Output, exactly as written, the lines of the data below from the one containing "sample | [122, 233]" to the end.

Supplied material:
---*---

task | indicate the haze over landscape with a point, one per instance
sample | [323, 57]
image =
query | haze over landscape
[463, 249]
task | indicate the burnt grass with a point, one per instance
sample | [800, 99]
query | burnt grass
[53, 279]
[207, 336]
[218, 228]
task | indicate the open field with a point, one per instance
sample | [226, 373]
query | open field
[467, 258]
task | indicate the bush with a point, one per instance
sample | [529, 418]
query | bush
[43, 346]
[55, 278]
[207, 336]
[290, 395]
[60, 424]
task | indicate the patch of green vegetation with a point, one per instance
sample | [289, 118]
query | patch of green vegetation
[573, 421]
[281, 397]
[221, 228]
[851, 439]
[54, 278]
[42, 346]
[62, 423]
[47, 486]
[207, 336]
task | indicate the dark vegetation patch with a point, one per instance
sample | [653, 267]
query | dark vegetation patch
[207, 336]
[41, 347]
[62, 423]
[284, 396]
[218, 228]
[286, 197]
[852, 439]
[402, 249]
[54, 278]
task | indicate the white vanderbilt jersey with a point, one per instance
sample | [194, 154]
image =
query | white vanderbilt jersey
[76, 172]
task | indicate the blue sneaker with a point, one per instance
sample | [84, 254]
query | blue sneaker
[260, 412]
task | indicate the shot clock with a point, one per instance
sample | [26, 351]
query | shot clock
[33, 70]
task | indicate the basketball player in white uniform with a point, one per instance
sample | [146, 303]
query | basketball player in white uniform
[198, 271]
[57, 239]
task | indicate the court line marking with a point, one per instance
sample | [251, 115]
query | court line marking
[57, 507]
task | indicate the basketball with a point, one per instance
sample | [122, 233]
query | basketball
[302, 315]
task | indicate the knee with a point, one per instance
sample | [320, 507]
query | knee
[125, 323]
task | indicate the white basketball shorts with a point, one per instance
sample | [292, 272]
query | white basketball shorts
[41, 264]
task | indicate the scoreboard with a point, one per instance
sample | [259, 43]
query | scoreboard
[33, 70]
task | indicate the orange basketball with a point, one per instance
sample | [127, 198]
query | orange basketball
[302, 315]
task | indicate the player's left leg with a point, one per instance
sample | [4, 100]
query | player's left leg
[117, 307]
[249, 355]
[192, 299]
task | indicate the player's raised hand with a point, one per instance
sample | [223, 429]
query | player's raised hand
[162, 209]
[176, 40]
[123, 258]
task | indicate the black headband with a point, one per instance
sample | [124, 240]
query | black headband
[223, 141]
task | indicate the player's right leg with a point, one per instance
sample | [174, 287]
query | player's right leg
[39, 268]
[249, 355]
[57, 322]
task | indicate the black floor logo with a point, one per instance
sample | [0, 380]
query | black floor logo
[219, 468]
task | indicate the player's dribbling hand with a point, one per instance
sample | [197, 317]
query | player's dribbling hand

---*---

Worked solution:
sample | [122, 233]
query | basketball
[302, 315]
task | indicate the knee with a point, one per instance
sample | [320, 507]
query | knee
[125, 323]
task | indicate the white basketball shorts with a point, one per instance
sample | [292, 272]
query | white basketball shorts
[41, 264]
task | indicate the scoreboard with a point, one per instance
sample | [259, 43]
query | scoreboard
[33, 70]
task | indicate the orange basketball with a point, one per instance
sample | [127, 198]
query | orange basketball
[302, 315]
task | indicate the player's left leg with a point, one per instance
sample | [4, 100]
query | player's left leg
[117, 307]
[249, 355]
[192, 299]
task | indicate the player's raised hand with a point, one per instance
sample | [223, 429]
query | player's raised hand
[162, 209]
[176, 40]
[123, 258]
task | indicate the black headband with a point, one per instance
sample | [124, 240]
query | black headband
[223, 141]
task | indicate the player's right leg with a point, one per instance
sample | [174, 287]
query | player's right leg
[39, 268]
[249, 355]
[57, 322]
task | indicate the black floor logo with a point, one per instance
sample | [0, 380]
query | black floor logo
[219, 468]
task | indicate the player's dribbling hand with a point, one per instance
sample | [197, 317]
query | player's dribbling hand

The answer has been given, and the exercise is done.